Directives
1 – Set down the part of the passage on entertainment startups starting with "In addition to" and going on through "is good evidence.".
2 – List each line of the records that contains the word "white".

In addition to building independent platforms hosting or streaming content, the increasing customer attention has led to startups focusing on building aiding services like video streaming management, post production services, fan experience building, building review portals, merchandises, communities and much more. The shift in momentum has made it easier for small startups dealing with fresher talent and the lack of support from the mainstream entertainment  industry  to emerge successful. The rise in the number of indie video content making it big is good evidence.

Information shown
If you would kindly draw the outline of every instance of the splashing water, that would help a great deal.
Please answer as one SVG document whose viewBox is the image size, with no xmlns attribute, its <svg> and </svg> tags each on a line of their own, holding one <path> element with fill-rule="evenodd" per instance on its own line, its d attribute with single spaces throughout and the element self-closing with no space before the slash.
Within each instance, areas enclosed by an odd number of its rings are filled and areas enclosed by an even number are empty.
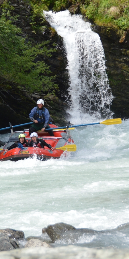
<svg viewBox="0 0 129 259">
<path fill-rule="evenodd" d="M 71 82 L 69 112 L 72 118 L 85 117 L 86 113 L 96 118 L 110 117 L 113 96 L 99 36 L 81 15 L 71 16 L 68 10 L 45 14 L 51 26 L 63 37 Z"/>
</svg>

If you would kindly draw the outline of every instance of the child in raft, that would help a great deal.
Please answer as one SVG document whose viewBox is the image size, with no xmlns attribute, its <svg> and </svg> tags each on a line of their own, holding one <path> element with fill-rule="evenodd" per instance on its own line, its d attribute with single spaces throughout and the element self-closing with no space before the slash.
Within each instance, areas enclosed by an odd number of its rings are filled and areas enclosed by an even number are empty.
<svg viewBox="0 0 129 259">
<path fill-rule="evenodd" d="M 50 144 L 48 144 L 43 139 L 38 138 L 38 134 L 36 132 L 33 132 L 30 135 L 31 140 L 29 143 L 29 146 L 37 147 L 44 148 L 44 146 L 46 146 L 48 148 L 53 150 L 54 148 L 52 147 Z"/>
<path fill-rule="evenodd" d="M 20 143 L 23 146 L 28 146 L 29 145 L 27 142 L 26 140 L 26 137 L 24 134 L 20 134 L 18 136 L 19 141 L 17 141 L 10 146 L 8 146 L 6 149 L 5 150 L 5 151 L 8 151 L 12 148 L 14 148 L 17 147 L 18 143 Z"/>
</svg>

==

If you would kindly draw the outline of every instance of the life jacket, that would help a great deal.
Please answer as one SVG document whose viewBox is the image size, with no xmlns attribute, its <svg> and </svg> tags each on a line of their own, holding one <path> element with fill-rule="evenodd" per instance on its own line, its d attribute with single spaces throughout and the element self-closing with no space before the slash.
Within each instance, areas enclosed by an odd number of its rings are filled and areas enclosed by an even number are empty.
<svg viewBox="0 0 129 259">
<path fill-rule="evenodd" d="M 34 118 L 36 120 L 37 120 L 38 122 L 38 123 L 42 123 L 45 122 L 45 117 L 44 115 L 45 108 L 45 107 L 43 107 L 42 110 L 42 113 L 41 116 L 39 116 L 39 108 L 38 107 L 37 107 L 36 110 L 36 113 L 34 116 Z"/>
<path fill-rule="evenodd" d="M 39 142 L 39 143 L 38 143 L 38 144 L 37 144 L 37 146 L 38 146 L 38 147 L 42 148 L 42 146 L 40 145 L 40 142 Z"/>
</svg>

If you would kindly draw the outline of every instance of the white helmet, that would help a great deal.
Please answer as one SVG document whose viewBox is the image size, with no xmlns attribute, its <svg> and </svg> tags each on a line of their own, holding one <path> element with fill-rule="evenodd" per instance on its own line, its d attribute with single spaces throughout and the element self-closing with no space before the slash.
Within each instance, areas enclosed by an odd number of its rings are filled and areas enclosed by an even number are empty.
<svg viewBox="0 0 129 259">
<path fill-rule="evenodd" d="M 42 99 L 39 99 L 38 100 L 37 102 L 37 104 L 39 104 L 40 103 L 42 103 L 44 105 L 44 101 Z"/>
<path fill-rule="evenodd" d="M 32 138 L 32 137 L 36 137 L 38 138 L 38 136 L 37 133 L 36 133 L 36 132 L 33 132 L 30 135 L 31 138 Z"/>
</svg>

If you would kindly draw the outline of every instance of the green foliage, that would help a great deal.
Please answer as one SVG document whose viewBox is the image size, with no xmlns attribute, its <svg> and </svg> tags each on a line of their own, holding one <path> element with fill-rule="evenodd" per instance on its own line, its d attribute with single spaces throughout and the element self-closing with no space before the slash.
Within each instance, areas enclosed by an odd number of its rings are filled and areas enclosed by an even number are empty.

Final results
1 –
In addition to building independent platforms hosting or streaming content, the increasing customer attention has led to startups focusing on building aiding services like video streaming management, post production services, fan experience building, building review portals, merchandises, communities and much more. The shift in momentum has made it easier for small startups dealing with fresher talent and the lack of support from the mainstream entertainment  industry  to emerge successful. The rise in the number of indie video content making it big is good evidence.

2 –
If you would kindly draw the outline of every instance of the white helmet, that would help a great deal.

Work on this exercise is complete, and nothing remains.